— LIST OF TASKS —
a: Please translate this sentence from the bpf_sk_storage_map patch email below into Spanish: "Using rcu_read_lock() is a reasonable compromise here."
b: According to the bpf_sk_storage_map patch email, how does the number of buckets for bpf_sk_storage_map compare with the number of CPUs?
c: Write the next part of the bpf_sk_storage_map patch email, picking up after its final line.

— SUPPLIED TEXT —
▼

All of lore.kernel.org
 help / color / mirror / Atom feed
* [PATCH bpf-next v2] bpf: using rcu_read_lock for bpf_sk_storage_map iterator
@ 2020-09-15 22:35 Yonghong Song
  2020-09-16  5:37 ` Martin KaFai Lau
  0 siblings, 1 reply; 3+ messages in thread
From: Yonghong Song @ 2020-09-15 22:35 UTC (permalink / raw)
  To: bpf, netdev
  Cc: Alexei Starovoitov, Daniel Borkmann, kernel-team,
	Martin KaFai Lau, Song Liu

If a bucket contains a lot of sockets, during bpf_iter traversing
a bucket, concurrent userspace bpf_map_update_elem() and
bpf program bpf_sk_storage_{get,delete}() may experience
some undesirable delays as they will compete with bpf_iter
for bucket lock.

Note that the number of buckets for bpf_sk_storage_map
is roughly the same as the number of cpus. So if there
are lots of sockets in the system, each bucket could
contain lots of sockets.

Different actual use cases may experience different delays.
Here, using selftest bpf_iter subtest bpf_sk_storage_map,
I hacked the kernel with ktime_get_mono_fast_ns()
to collect the time when a bucket was locked
during bpf_iter prog traversing that bucket. This way,
the maximum incurred delay was measured w.r.t. the
number of elements in a bucket.
    # elems in each bucket          delay(ns)
      64                            17000
      256                           72512
      2048                          875246

The potential delays will be further increased if
we have even more elemnts in a bucket. Using rcu_read_lock()
is a reasonable compromise here. It may lose some precision, e.g.,
access stale sockets, but it will not hurt performance of
bpf program or user space application which also tries
to get/delete or update map elements.

Cc: Martin KaFai Lau <kafai@fb.com>
Acked-by: Song Liu <songliubraving@fb.com>
Signed-off-by: Yonghong Song <yhs@fb.com>
---
 net/core/bpf_sk_storage.c | 21 ++++++++-------------
 1 file changed, 8 insertions(+), 13 deletions(-)

▲

— DATA SUPPLIED —
▼

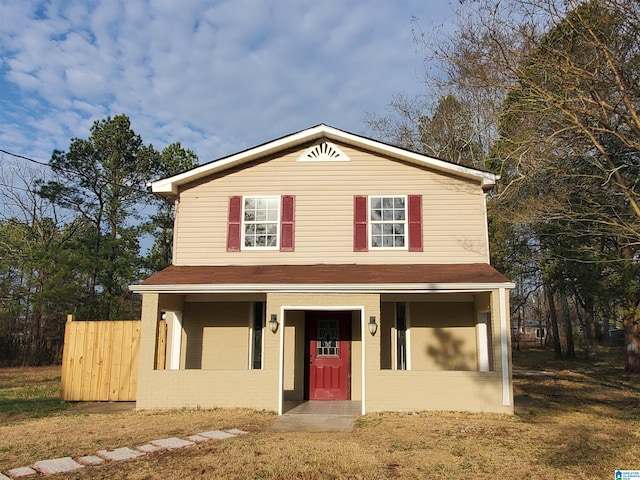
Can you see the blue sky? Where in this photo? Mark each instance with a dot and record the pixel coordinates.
(218, 76)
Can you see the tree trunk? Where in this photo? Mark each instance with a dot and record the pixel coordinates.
(631, 323)
(589, 331)
(557, 348)
(568, 327)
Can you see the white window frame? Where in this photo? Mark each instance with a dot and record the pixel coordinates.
(405, 222)
(276, 222)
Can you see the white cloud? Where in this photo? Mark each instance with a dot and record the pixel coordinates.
(216, 76)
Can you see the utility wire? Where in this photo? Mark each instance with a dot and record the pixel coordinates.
(38, 162)
(25, 158)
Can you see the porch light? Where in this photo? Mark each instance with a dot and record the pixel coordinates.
(373, 326)
(273, 323)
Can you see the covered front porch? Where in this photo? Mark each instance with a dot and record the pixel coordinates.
(430, 349)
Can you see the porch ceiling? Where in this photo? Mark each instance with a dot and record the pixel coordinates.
(420, 277)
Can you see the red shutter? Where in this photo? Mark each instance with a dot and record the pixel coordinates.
(360, 240)
(234, 225)
(287, 225)
(415, 223)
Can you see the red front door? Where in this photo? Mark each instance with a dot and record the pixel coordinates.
(328, 341)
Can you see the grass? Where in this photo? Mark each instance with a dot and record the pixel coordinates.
(29, 393)
(581, 421)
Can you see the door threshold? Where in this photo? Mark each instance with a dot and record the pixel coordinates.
(323, 407)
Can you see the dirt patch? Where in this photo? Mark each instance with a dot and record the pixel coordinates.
(100, 407)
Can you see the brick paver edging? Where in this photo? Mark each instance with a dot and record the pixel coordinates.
(68, 464)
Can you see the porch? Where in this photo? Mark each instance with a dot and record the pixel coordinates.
(430, 351)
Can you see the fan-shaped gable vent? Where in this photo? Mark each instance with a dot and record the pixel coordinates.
(324, 152)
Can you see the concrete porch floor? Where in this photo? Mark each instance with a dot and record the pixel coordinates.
(318, 416)
(323, 407)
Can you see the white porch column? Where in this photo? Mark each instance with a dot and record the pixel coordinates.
(176, 339)
(504, 345)
(483, 342)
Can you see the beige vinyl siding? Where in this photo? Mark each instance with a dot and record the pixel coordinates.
(453, 211)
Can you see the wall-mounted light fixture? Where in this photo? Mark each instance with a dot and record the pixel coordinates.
(273, 323)
(373, 326)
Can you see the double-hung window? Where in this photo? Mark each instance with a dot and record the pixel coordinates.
(261, 219)
(388, 220)
(391, 222)
(261, 222)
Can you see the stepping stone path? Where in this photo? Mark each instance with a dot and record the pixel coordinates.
(68, 464)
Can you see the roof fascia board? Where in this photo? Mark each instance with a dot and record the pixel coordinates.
(169, 186)
(323, 288)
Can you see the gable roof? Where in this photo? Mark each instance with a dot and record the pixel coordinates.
(169, 186)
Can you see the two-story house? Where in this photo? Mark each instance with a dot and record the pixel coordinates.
(326, 265)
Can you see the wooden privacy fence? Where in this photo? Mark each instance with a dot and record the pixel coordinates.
(100, 360)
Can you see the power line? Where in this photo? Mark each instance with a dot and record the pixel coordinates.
(38, 162)
(25, 158)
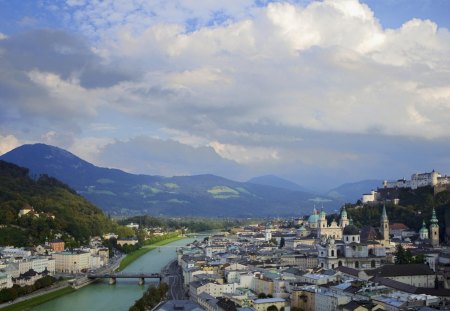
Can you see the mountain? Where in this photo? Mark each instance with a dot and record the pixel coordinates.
(52, 208)
(352, 192)
(278, 182)
(121, 193)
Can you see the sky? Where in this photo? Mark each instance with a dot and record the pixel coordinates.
(317, 92)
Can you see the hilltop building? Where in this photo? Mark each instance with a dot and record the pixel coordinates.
(434, 230)
(390, 190)
(419, 180)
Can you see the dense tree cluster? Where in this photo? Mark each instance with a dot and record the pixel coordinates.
(10, 294)
(151, 298)
(59, 208)
(404, 256)
(415, 206)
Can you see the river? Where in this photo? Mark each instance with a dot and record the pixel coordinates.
(119, 297)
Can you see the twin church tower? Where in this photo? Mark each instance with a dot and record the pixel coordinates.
(336, 230)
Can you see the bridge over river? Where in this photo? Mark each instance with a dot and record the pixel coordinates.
(125, 275)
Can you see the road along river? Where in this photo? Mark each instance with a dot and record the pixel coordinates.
(119, 297)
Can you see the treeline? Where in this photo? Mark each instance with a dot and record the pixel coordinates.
(192, 224)
(10, 294)
(58, 210)
(151, 298)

▲

— OUTPUTS BY TASK —
a: Usar rcu_read_lock() es una solución de compromiso razonable en este caso.

b: It is roughly the same as the number of CPUs.

c:
Changelog:
 v1 -> v2:
   - added some performance number. (Song)
   - tried to silence some sparse complains. but still has some left like
       context imbalance in "..." - different lock contexts for basic block
     which the code is too hard for sparse to analyze. (Jakub)

diff --git a/net/core/bpf_sk_storage.c b/net/core/bpf_sk_storage.c
index 4a86ea34f29e..4fc6b03d3639 100644
--- a/net/core/bpf_sk_storage.c
+++ b/net/core/bpf_sk_storage.c
@@ -678,6 +678,7 @@ struct bpf_iter_seq_sk_storage_map_info {
 static struct bpf_local_storage_elem *
 bpf_sk_storage_map_seq_find_next(struct bpf_iter_seq_sk_storage_map_info *info,
 				 struct bpf_local_storage_elem *prev_selem)
+	__acquires(RCU) __releases(RCU)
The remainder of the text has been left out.